* **Your task**
Report only how many rows contain the string "trace", with case counting.

* **Material provided**

►

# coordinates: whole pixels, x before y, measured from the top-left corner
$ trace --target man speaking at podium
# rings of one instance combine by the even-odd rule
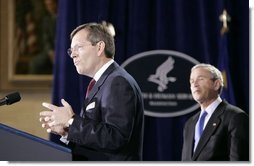
[[[43,103],[42,126],[71,147],[73,160],[142,160],[144,106],[136,81],[114,60],[114,37],[102,24],[78,26],[68,54],[77,72],[92,79],[80,116]],[[91,86],[90,86],[91,85]]]

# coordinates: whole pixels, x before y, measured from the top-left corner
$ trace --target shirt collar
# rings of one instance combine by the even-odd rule
[[[114,59],[111,59],[107,63],[105,63],[94,75],[93,79],[97,82],[102,74],[107,70],[107,68],[114,62]]]

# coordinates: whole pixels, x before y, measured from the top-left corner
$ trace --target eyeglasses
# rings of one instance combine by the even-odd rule
[[[73,52],[79,53],[84,46],[88,46],[88,45],[92,45],[92,43],[83,44],[83,45],[75,45],[73,48],[67,49],[67,54],[71,57],[71,54]]]

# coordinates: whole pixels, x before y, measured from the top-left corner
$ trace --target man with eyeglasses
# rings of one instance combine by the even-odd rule
[[[221,72],[210,64],[194,66],[190,89],[201,111],[185,124],[182,160],[248,161],[249,116],[221,99]]]
[[[73,160],[142,160],[144,106],[136,81],[114,60],[114,38],[105,25],[83,24],[70,35],[68,54],[77,72],[93,78],[81,115],[43,103],[42,126],[72,148]]]

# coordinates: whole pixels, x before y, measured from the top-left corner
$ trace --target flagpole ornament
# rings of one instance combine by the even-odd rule
[[[222,22],[222,28],[220,30],[221,35],[229,31],[228,22],[231,21],[231,17],[229,16],[226,9],[223,10],[222,14],[219,17],[219,20]]]
[[[106,22],[106,21],[102,21],[102,25],[108,28],[109,33],[115,37],[116,32],[115,32],[115,27],[113,26],[113,24],[111,24],[110,22]]]

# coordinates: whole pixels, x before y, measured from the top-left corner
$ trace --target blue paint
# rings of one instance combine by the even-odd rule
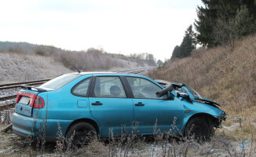
[[[169,93],[169,94],[174,95],[174,100],[129,97],[127,93],[129,87],[126,87],[123,83],[122,85],[126,90],[126,97],[118,97],[119,96],[112,98],[79,97],[71,93],[71,89],[81,81],[88,78],[101,76],[141,78],[155,84],[159,89],[163,88],[155,81],[141,75],[117,73],[81,73],[75,79],[57,89],[43,93],[21,89],[22,92],[34,93],[42,97],[45,106],[41,109],[36,109],[25,104],[16,104],[16,113],[12,116],[13,132],[22,137],[27,137],[30,134],[37,137],[40,133],[38,133],[40,126],[41,127],[44,126],[46,126],[46,137],[51,141],[57,137],[58,123],[63,134],[65,135],[72,122],[77,120],[87,120],[94,122],[98,128],[100,137],[108,136],[110,130],[113,131],[114,135],[120,135],[123,131],[122,128],[124,127],[126,133],[133,132],[139,135],[153,134],[155,133],[154,133],[155,129],[159,130],[158,133],[164,133],[168,131],[183,133],[189,119],[196,114],[206,114],[215,119],[223,119],[225,116],[223,111],[218,108],[193,101],[194,96],[188,89],[185,89],[192,98],[190,100],[177,97],[175,91]],[[112,84],[112,82],[109,82],[108,86],[111,86]],[[129,86],[129,85],[126,86]],[[93,103],[97,104],[93,104]],[[98,103],[101,104],[98,104]],[[20,111],[20,108],[26,108],[27,112]],[[185,113],[185,111],[187,110],[190,111]],[[156,128],[154,128],[155,122],[157,126]]]

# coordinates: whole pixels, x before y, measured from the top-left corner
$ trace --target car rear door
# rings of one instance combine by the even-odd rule
[[[96,75],[92,82],[90,109],[100,123],[101,136],[130,133],[133,120],[133,101],[127,97],[123,81],[116,75]]]
[[[153,82],[140,77],[126,77],[133,94],[134,120],[141,134],[151,134],[156,131],[166,133],[181,129],[184,107],[178,99],[161,98],[155,93],[162,88]],[[156,126],[156,127],[155,127]]]

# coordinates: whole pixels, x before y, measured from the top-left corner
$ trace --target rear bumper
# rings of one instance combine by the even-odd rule
[[[63,135],[65,135],[71,120],[40,119],[13,113],[12,116],[13,132],[24,137],[37,137],[45,134],[47,141],[56,141],[58,137],[58,123]]]

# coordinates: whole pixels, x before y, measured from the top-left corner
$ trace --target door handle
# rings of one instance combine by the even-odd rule
[[[103,104],[100,101],[96,101],[95,103],[92,103],[92,105],[102,105]]]
[[[138,102],[137,104],[135,104],[135,106],[144,106],[144,104],[141,102]]]

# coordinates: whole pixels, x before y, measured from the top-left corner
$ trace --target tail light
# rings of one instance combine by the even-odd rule
[[[24,92],[18,92],[17,93],[17,97],[16,99],[16,103],[18,103],[21,96],[24,95]]]
[[[44,106],[45,100],[39,96],[37,96],[34,103],[34,108],[42,108]]]

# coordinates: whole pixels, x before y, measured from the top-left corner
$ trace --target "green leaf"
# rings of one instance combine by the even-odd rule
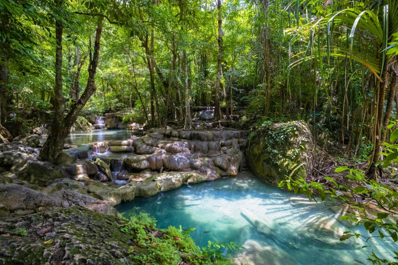
[[[388,216],[388,214],[389,214],[387,213],[378,213],[377,214],[377,218],[379,219],[384,219]]]
[[[390,142],[394,143],[397,138],[398,138],[398,129],[395,129],[390,136]]]
[[[391,236],[391,238],[394,242],[396,242],[397,241],[398,241],[398,236],[396,235],[396,232],[392,232],[389,230],[388,234],[390,234],[390,236]]]
[[[340,167],[340,168],[338,168],[334,170],[334,172],[336,173],[339,173],[340,172],[343,172],[343,171],[345,171],[346,170],[349,170],[350,169],[346,167],[345,165],[344,167]]]
[[[363,186],[359,186],[354,188],[353,191],[355,193],[359,193],[366,189],[366,188]]]
[[[353,235],[352,234],[346,234],[343,235],[340,237],[340,241],[344,241],[344,240],[346,240],[351,237],[353,237],[354,236],[355,236],[355,235]]]
[[[324,179],[328,180],[329,181],[331,181],[332,182],[333,182],[333,184],[334,184],[334,186],[335,186],[336,187],[339,187],[339,185],[337,184],[337,183],[334,181],[334,180],[330,178],[330,177],[324,177],[323,178]]]
[[[380,238],[381,238],[382,239],[384,238],[384,235],[383,235],[383,233],[381,233],[380,230],[379,230],[379,235],[380,235]]]

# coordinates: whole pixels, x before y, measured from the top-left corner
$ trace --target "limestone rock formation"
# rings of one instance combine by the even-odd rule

◄

* **Task solution**
12